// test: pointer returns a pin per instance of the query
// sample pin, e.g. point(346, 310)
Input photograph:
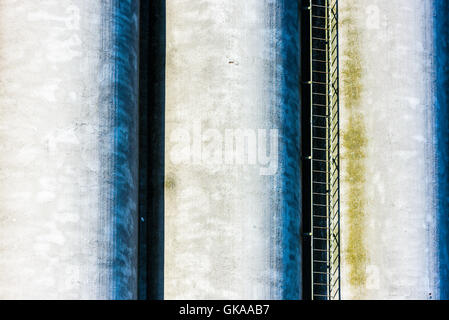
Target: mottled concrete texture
point(397, 207)
point(68, 152)
point(231, 232)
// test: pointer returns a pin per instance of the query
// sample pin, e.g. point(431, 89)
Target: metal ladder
point(325, 159)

» **OBJECTIVE**: Can you copy out every line above word for word, leaving the pictures out of your answer?

» **WORKED SOLUTION**:
// test: pointer returns a pin per instance of the query
// sample pin, e.g. point(346, 310)
Input photograph:
Target: mottled concrete texture
point(397, 207)
point(68, 152)
point(231, 232)
// test: pointer returns a pin per instance of the query
// sample pin, e.g. point(431, 89)
Target: metal ladder
point(325, 159)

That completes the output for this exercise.